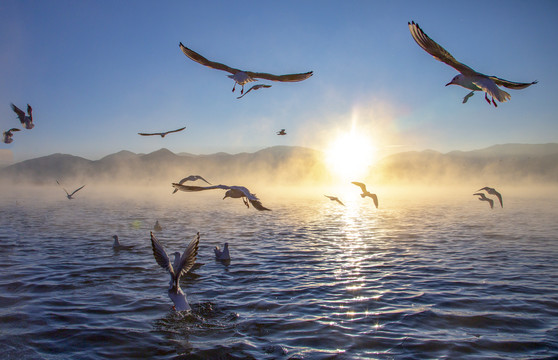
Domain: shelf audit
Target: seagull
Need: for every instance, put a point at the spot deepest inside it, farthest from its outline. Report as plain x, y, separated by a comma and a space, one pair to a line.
493, 191
162, 134
7, 135
190, 178
468, 78
26, 121
222, 254
484, 198
117, 246
366, 192
69, 196
255, 87
234, 192
334, 198
242, 77
180, 266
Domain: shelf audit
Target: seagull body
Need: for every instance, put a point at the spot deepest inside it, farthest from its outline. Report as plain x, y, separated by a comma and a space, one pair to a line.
254, 87
482, 197
117, 246
468, 78
26, 120
366, 192
493, 191
334, 198
234, 192
180, 266
241, 77
68, 195
190, 178
222, 254
7, 136
162, 134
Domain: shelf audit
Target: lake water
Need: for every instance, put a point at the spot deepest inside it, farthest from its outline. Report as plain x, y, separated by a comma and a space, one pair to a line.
429, 279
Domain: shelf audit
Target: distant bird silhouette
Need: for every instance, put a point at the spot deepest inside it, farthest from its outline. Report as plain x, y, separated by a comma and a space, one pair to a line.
482, 197
70, 196
222, 254
493, 191
469, 78
242, 77
7, 136
180, 266
255, 87
117, 246
334, 198
162, 134
190, 178
234, 192
26, 121
366, 192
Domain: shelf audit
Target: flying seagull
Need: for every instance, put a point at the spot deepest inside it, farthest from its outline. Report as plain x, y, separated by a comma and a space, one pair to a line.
255, 87
484, 198
222, 254
180, 266
190, 178
234, 192
334, 198
162, 134
7, 136
241, 77
468, 78
26, 121
366, 192
493, 191
69, 196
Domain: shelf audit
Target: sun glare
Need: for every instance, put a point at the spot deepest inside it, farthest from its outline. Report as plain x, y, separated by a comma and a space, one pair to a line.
350, 156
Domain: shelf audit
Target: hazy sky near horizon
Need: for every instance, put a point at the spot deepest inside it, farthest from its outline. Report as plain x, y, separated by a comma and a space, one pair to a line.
99, 72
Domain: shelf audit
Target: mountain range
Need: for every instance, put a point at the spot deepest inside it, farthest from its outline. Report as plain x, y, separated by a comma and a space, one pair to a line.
290, 165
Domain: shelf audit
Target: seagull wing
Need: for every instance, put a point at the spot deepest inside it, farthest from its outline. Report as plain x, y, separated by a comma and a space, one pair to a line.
282, 78
201, 60
438, 52
160, 255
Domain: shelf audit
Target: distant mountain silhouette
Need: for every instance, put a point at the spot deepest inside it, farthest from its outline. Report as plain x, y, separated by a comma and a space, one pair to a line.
291, 165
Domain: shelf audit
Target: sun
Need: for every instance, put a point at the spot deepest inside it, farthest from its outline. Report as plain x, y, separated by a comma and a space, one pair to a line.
350, 155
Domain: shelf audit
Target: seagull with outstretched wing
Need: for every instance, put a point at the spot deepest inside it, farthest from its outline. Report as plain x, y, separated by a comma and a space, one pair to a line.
241, 77
162, 134
468, 78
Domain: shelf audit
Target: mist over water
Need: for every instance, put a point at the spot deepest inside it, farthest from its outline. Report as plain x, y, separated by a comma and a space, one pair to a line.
427, 275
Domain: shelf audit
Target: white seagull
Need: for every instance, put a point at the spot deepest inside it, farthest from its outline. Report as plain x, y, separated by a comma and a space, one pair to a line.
484, 198
366, 192
190, 178
117, 246
162, 134
222, 254
255, 87
7, 136
469, 78
493, 191
234, 192
242, 77
26, 121
69, 196
180, 266
334, 198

AIM OF THE TASK: Your answer is all of the records restated word for word, pictures excluded.

SOLVED PROBLEM:
Domain: shelf audit
Target: seagull
Need: for every instance, put a point at the spot deepest inside it, farthest from its outline. Report as plain x, y, separated by a comma and a space, one pair to a line.
493, 191
162, 134
7, 135
190, 178
468, 78
26, 121
222, 254
484, 198
117, 246
366, 192
69, 196
255, 87
234, 192
334, 198
242, 77
180, 266
Domain: shelf audit
Target: seagull body
Need: for every instance, put a point at the spot deepest inside it, farthest from its outline. Report as plain x, y, separated by a comma and a space, one pair to a line.
254, 87
482, 197
117, 246
468, 78
26, 120
366, 192
493, 191
334, 198
234, 192
180, 266
241, 77
68, 195
190, 178
222, 254
7, 136
162, 134
Domain: shelf audit
Target: lake water
Need: for every instance, put a point at the spot deepest inside it, farthest from its outline. Report as plain x, y, separated by a comma and a space, one pair to a line.
429, 279
Domain: shelf audit
Target: distant bird silhouette
Need: for every instance, put a point at the spot deepest inside it, farthest from its outline. Report as plain x, y, separated by a comma and a space, one pair to a line.
482, 197
70, 196
222, 254
493, 191
469, 78
242, 77
7, 136
180, 266
255, 87
117, 246
334, 198
162, 134
190, 178
234, 192
26, 121
366, 192
Domain: shelf audit
Target: flying seagull
Need: for every instance, put a point at the spot deepest inside it, farthest from its outline. Report as plain x, y, separated by a comma and a space, one pair to a line.
255, 87
484, 198
222, 254
180, 266
190, 178
234, 192
334, 198
162, 134
7, 136
241, 77
468, 78
26, 121
366, 192
493, 191
69, 196
Domain: shelf audit
Target: sun glare
Need: for every instance, put a point at the spot deepest inside it, farthest from its outline. Report as plain x, y, separated by a comma and a space, one pair to a line.
350, 156
Domain: shelf audit
Target: hazy sky near horizon
Need: for every instance, put a point at the spot deepest inside it, farthest from its outline. Report as plain x, y, separated by a comma and a space, one pair to a line.
99, 72
Domain: shelf audit
Target: mountain range
Need: for every instance, put a point at the spot deepest inside it, farthest from its outline. Report as plain x, y, separated by a comma and a space, one pair to a line.
290, 165
Domain: shelf audit
Target: seagull wing
Need: for every instance, put a point at the spot deepest inside it, farthest from its outline. Report as plain x, y, separated by a comma and a space, one pair to a line.
282, 78
201, 60
438, 52
160, 255
Domain: shelf audit
Target: distant mountain silhouette
Need: for every instance, put a point at the spot deepest inside it, farthest from its outline. Report as plain x, y, separated by a comma and a space, one pair to a line.
291, 165
Domain: shelf audit
Target: sun
Need: for every instance, put a point at the spot deepest inside it, farthest from its outline. Report as plain x, y, separated by a comma and a space, one pair to a line.
350, 155
Domain: shelf audit
Target: seagull with outstretched wing
Need: for every instance, put a point at the spot deepest inside it, farthest from its outline. Report as plain x, y, separated by a comma and a space, one pair to a line.
241, 77
162, 134
468, 78
Domain: shelf audit
Target: mist over water
Need: for every instance, put a point at the spot deepest inside it, farthest from its outline. Report as plain x, y, separated by a comma and a space, one pair to a line.
427, 275
Domain: shelf audit
Target: white seagull
Need: for every instance, put a point at the spot deepest inside it, farthest from its outline. Report as plain x, y, separated by a comma and a space, one pair to a line.
484, 198
366, 192
190, 178
117, 246
162, 134
222, 254
255, 87
7, 136
469, 78
493, 191
234, 192
242, 77
26, 121
69, 196
180, 266
334, 198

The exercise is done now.